◆ **Your objective**
Copy out the data so that nothing differs from the original.

◆ **Dataset excerpts**
= Beginning of Section =

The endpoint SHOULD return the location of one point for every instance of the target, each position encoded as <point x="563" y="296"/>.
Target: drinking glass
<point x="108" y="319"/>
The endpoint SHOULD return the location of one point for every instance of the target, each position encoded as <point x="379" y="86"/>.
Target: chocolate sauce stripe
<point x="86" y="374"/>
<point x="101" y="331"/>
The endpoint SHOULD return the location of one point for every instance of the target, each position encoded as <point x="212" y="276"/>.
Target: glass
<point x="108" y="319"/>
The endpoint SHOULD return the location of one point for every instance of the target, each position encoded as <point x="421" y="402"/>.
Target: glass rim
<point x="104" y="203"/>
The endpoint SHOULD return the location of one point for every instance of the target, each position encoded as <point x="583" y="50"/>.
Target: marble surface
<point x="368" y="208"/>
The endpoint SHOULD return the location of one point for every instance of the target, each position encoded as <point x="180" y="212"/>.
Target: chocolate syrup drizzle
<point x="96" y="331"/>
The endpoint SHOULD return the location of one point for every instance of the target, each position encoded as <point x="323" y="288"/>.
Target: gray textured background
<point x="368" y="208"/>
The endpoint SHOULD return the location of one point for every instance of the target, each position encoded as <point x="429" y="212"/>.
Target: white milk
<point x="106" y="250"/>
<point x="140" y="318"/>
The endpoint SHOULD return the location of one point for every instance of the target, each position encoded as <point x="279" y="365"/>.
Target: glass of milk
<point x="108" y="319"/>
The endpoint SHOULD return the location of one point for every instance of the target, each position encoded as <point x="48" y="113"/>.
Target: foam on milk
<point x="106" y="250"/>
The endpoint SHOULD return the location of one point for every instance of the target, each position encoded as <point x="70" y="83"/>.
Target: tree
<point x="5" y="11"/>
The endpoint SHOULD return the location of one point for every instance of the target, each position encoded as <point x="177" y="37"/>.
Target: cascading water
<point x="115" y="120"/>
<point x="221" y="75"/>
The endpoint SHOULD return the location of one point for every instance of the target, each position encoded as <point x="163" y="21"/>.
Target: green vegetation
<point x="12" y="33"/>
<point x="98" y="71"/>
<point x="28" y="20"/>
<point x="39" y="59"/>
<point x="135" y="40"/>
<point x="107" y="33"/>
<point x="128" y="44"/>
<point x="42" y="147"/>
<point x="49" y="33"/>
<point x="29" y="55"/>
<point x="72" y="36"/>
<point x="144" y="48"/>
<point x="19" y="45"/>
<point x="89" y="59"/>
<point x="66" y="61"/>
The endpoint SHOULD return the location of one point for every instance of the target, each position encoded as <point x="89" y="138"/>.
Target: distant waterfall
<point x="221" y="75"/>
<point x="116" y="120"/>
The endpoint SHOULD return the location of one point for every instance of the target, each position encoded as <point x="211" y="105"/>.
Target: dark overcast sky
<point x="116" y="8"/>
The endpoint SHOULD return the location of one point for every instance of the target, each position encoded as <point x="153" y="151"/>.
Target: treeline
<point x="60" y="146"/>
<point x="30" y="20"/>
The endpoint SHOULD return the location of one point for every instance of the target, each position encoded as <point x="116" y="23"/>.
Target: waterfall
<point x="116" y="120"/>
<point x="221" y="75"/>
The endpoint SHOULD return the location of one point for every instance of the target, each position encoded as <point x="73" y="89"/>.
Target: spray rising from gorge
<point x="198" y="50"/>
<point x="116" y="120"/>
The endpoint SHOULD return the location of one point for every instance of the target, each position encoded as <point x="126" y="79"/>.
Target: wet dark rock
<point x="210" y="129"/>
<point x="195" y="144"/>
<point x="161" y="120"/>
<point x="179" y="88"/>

= End of Section =

◆ **Completed task**
The endpoint SHOULD return the location of one point for every instance of the target, each position encoded as <point x="563" y="296"/>.
Target: drinking glass
<point x="108" y="319"/>
The endpoint SHOULD return the location of one point for every instance of the target, each position encoded as <point x="379" y="86"/>.
Target: chocolate sauce stripe
<point x="86" y="374"/>
<point x="101" y="331"/>
The endpoint SHOULD return the location of one point for every instance of the target, each position encoded as <point x="212" y="276"/>.
Target: glass
<point x="108" y="319"/>
The endpoint SHOULD return the location of one point for every instance of the target, each position encoded as <point x="421" y="402"/>.
Target: glass rim
<point x="104" y="203"/>
The endpoint SHOULD return the location of one point for every instance of the target, each position encoded as <point x="583" y="50"/>.
Target: marble surface
<point x="368" y="208"/>
The endpoint SHOULD return the location of one point for every instance of the target, each position encoded as <point x="180" y="212"/>.
Target: chocolate syrup drizzle
<point x="96" y="331"/>
The endpoint SHOULD return the location of one point for every instance of the target, each position encoded as <point x="323" y="288"/>.
Target: gray textured background
<point x="368" y="208"/>
The endpoint SHOULD return the location of one point for every instance of the target, each position encoded as <point x="429" y="212"/>.
Target: white milk
<point x="106" y="250"/>
<point x="140" y="318"/>
The endpoint SHOULD return the location of one point for every instance of the target, each position encoded as <point x="279" y="365"/>.
Target: glass of milk
<point x="108" y="319"/>
The endpoint SHOULD return the location of one point for every instance of the target, each position encoded as <point x="48" y="113"/>.
Target: foam on milk
<point x="106" y="250"/>
The endpoint SHOULD return the location of one point for every instance of the target, each position encoded as <point x="70" y="83"/>.
Target: tree
<point x="5" y="11"/>
The endpoint SHOULD return the location of one point for every instance of the target, each position encoded as <point x="177" y="37"/>.
Target: cascading water
<point x="115" y="120"/>
<point x="221" y="75"/>
The endpoint SHOULD return the location of one point for every instance of the target, each position encoded as <point x="163" y="21"/>.
Target: green vegetation
<point x="12" y="33"/>
<point x="98" y="71"/>
<point x="28" y="20"/>
<point x="39" y="59"/>
<point x="135" y="40"/>
<point x="107" y="33"/>
<point x="128" y="44"/>
<point x="42" y="147"/>
<point x="49" y="33"/>
<point x="29" y="55"/>
<point x="72" y="36"/>
<point x="144" y="48"/>
<point x="19" y="45"/>
<point x="89" y="59"/>
<point x="66" y="61"/>
The endpoint SHOULD return the location of one point for every instance of the target, each position encoded as <point x="89" y="138"/>.
Target: distant waterfall
<point x="221" y="75"/>
<point x="116" y="120"/>
The endpoint SHOULD return the location of one point for every instance of the target, each position encoded as <point x="211" y="105"/>.
Target: dark overcast sky
<point x="116" y="8"/>
The endpoint SHOULD return the location of one point for every instance of the target, each position encoded as <point x="153" y="151"/>.
Target: treeline
<point x="60" y="146"/>
<point x="30" y="20"/>
The endpoint SHOULD return the location of one point for every instance of the target, each position encoded as <point x="116" y="23"/>.
Target: waterfall
<point x="116" y="120"/>
<point x="221" y="75"/>
The endpoint SHOULD return the location of one point for every instance of the target, each position encoded as <point x="73" y="89"/>.
Target: spray rising from gorge
<point x="198" y="50"/>
<point x="116" y="120"/>
The endpoint SHOULD return the location of one point for every instance of the target, each position encoded as <point x="126" y="79"/>.
Target: wet dark rock
<point x="210" y="129"/>
<point x="195" y="144"/>
<point x="161" y="120"/>
<point x="179" y="88"/>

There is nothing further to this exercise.